▶ **Task material**
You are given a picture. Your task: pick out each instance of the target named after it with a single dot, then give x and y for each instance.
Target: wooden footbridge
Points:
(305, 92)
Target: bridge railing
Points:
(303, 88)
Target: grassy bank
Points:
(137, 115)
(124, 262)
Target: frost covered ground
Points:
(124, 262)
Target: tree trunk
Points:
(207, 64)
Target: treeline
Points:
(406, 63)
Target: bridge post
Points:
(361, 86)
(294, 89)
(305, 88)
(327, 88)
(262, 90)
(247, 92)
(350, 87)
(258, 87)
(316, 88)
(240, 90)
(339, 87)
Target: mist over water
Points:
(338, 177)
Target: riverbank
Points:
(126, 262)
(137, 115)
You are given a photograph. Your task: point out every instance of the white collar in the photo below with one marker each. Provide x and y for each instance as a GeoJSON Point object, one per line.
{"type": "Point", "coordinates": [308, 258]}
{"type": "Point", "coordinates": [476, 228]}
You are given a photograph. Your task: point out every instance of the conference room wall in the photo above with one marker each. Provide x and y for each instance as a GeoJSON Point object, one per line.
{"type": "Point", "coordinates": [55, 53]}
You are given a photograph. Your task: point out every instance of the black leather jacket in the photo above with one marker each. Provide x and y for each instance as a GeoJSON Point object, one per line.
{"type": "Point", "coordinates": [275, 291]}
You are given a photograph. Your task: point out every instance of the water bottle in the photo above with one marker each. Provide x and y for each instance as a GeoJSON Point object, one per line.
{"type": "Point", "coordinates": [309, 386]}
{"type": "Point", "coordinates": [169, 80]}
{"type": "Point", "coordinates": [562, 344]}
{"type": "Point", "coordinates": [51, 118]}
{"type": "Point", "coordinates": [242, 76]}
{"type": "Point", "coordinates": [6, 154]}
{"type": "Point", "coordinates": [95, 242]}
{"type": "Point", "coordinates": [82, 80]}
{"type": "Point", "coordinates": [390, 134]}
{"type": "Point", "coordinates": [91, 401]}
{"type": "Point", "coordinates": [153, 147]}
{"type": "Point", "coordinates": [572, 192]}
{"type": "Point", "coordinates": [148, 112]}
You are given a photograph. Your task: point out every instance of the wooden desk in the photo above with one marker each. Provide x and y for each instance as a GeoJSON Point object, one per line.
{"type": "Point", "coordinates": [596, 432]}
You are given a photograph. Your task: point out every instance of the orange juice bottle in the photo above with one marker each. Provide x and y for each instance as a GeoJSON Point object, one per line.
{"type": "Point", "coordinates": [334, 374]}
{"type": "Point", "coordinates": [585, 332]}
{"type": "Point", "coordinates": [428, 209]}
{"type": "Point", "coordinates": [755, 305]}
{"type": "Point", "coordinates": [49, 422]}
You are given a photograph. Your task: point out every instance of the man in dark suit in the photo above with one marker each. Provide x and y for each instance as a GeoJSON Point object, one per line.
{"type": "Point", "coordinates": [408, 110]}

▶ **Requirements**
What do the records say? Quote them all exactly.

▶ **Written response**
You are given a picture. Your task: pick out each instance of the target named after it with a single dot, then give x and y for each instance.
Target: wooden footbridge
Points:
(305, 92)
Target: bridge railing
Points:
(303, 88)
Target: grassy bank
Points:
(137, 115)
(124, 262)
Target: frost covered ground
Points:
(124, 262)
Target: tree trunk
Points:
(207, 64)
Target: treeline
Points:
(406, 63)
Target: bridge post
Points:
(361, 86)
(294, 89)
(305, 88)
(327, 88)
(262, 90)
(247, 92)
(350, 87)
(258, 87)
(316, 88)
(240, 90)
(339, 87)
Target: mist over water
Points:
(338, 177)
Target: riverbank
Points:
(126, 262)
(137, 115)
You are given a photograph. Your task: point out every instance of the white collar in the photo below with one marker each. Provide x and y for each instance as a GeoJSON Point object, one per line.
{"type": "Point", "coordinates": [308, 258]}
{"type": "Point", "coordinates": [476, 228]}
You are given a photograph. Your task: point out every instance of the conference room wall in the photo above with one marker each. Provide x and y for each instance as a GeoJSON Point object, one per line.
{"type": "Point", "coordinates": [55, 53]}
You are given a photograph. Your task: point out every instance of the black leather jacket in the photo above with one marker each. Provide x and y for each instance as a GeoJSON Point object, one per line.
{"type": "Point", "coordinates": [275, 291]}
You are given a photograph. Your task: point out every instance of the water bottle in the photo above with one marker each. Provide x and y for each instance as a GeoJSON Point object, one per line.
{"type": "Point", "coordinates": [309, 386]}
{"type": "Point", "coordinates": [169, 80]}
{"type": "Point", "coordinates": [562, 344]}
{"type": "Point", "coordinates": [51, 118]}
{"type": "Point", "coordinates": [242, 76]}
{"type": "Point", "coordinates": [6, 154]}
{"type": "Point", "coordinates": [95, 242]}
{"type": "Point", "coordinates": [82, 80]}
{"type": "Point", "coordinates": [390, 134]}
{"type": "Point", "coordinates": [91, 401]}
{"type": "Point", "coordinates": [153, 147]}
{"type": "Point", "coordinates": [572, 192]}
{"type": "Point", "coordinates": [148, 112]}
You are given a photograph. Your task: point out every instance of the wooden desk in the photo above with one marker each. Provide x and y for each instance as a GeoJSON Point object, one per line.
{"type": "Point", "coordinates": [596, 432]}
You are given a photograph. Your task: point out every instance of the orange juice bottle in the photo above with one marker each. Provide x and y for each instance as a GeoJSON Point object, one per line.
{"type": "Point", "coordinates": [334, 374]}
{"type": "Point", "coordinates": [585, 332]}
{"type": "Point", "coordinates": [428, 209]}
{"type": "Point", "coordinates": [755, 305]}
{"type": "Point", "coordinates": [49, 422]}
You are given a photograph. Your task: point out every instance of the man in dark suit in the photo above with one marker each. Provide x and y for each instance as a GeoJSON Point object, one per line.
{"type": "Point", "coordinates": [408, 110]}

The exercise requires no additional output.